*Description of the task*
Find each line in the items below that contains the word "white", and copy those lines out in full.

*Listed records*
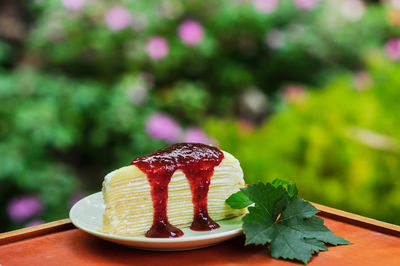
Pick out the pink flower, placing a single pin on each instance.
(265, 6)
(73, 5)
(197, 135)
(24, 207)
(306, 4)
(161, 126)
(118, 18)
(34, 222)
(392, 49)
(191, 32)
(157, 47)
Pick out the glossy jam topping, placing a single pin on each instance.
(197, 161)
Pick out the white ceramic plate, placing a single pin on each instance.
(87, 214)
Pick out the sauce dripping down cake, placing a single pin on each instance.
(185, 184)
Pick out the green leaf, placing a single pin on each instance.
(238, 200)
(286, 222)
(290, 186)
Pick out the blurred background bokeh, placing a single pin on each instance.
(305, 90)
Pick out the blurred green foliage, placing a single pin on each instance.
(76, 96)
(341, 145)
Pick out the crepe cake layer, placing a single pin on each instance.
(129, 206)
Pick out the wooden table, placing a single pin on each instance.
(60, 243)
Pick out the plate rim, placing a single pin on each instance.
(208, 235)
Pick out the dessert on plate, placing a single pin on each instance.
(183, 185)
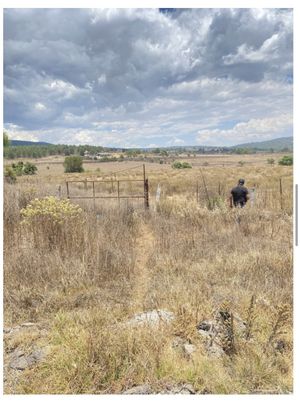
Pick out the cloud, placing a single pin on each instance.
(136, 76)
(250, 131)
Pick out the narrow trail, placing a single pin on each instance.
(144, 247)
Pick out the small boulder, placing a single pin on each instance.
(152, 318)
(141, 389)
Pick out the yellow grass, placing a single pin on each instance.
(183, 258)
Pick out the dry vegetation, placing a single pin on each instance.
(104, 267)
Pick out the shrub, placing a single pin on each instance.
(50, 208)
(18, 168)
(46, 219)
(180, 165)
(271, 161)
(29, 168)
(73, 164)
(24, 169)
(286, 161)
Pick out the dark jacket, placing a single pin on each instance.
(239, 195)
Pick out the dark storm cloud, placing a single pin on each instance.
(100, 75)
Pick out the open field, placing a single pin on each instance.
(81, 283)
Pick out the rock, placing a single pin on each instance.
(141, 389)
(189, 349)
(28, 324)
(20, 361)
(152, 318)
(179, 389)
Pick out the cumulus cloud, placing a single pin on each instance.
(127, 77)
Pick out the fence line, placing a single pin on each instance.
(144, 195)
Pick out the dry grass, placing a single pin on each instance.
(183, 258)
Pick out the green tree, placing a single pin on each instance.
(73, 164)
(5, 140)
(10, 175)
(29, 168)
(271, 161)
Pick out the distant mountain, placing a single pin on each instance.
(16, 142)
(275, 144)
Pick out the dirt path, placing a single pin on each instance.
(144, 247)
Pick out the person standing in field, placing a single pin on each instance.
(239, 194)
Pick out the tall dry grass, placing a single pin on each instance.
(88, 284)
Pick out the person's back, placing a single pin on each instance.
(239, 194)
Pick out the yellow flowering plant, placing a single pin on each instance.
(50, 208)
(52, 221)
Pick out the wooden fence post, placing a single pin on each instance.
(94, 200)
(280, 190)
(146, 193)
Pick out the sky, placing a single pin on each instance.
(148, 77)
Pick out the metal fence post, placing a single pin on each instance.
(146, 194)
(280, 190)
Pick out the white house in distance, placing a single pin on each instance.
(98, 156)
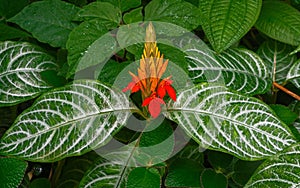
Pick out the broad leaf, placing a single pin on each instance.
(48, 21)
(294, 74)
(281, 170)
(108, 14)
(95, 47)
(225, 121)
(106, 174)
(124, 5)
(177, 12)
(227, 21)
(279, 21)
(12, 172)
(239, 69)
(275, 55)
(68, 121)
(21, 65)
(143, 178)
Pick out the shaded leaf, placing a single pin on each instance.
(239, 69)
(21, 65)
(294, 74)
(281, 170)
(67, 121)
(279, 21)
(227, 21)
(275, 56)
(224, 121)
(176, 12)
(109, 15)
(12, 172)
(48, 21)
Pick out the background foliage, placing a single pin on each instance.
(56, 115)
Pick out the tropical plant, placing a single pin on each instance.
(160, 93)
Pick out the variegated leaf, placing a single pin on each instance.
(282, 170)
(226, 121)
(294, 74)
(21, 65)
(277, 58)
(239, 69)
(68, 121)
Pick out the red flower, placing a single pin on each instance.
(166, 87)
(154, 105)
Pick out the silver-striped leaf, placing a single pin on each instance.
(282, 170)
(21, 65)
(229, 122)
(294, 74)
(67, 121)
(240, 69)
(276, 56)
(227, 21)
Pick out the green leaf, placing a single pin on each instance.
(9, 8)
(184, 173)
(95, 47)
(12, 172)
(225, 121)
(243, 170)
(67, 121)
(226, 22)
(239, 69)
(279, 21)
(143, 178)
(8, 33)
(176, 12)
(48, 21)
(106, 174)
(281, 170)
(74, 169)
(294, 74)
(21, 65)
(124, 5)
(211, 179)
(135, 15)
(109, 15)
(275, 56)
(284, 113)
(40, 182)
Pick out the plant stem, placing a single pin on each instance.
(286, 91)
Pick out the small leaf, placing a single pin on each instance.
(124, 5)
(135, 15)
(275, 56)
(243, 170)
(294, 74)
(7, 33)
(284, 113)
(240, 69)
(210, 179)
(279, 21)
(68, 121)
(227, 21)
(184, 173)
(48, 21)
(225, 121)
(176, 12)
(105, 174)
(12, 172)
(21, 65)
(95, 47)
(109, 15)
(143, 178)
(281, 170)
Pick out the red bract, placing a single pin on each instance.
(148, 79)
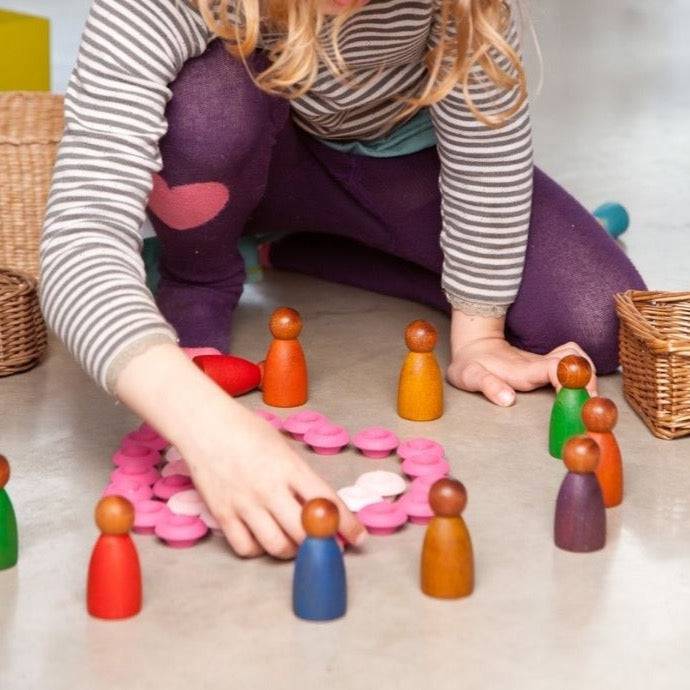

*Task response*
Pick out the white ceramic plate, placing a single pin on each instance.
Pick out the white house in distance, placing a single pin on each instance.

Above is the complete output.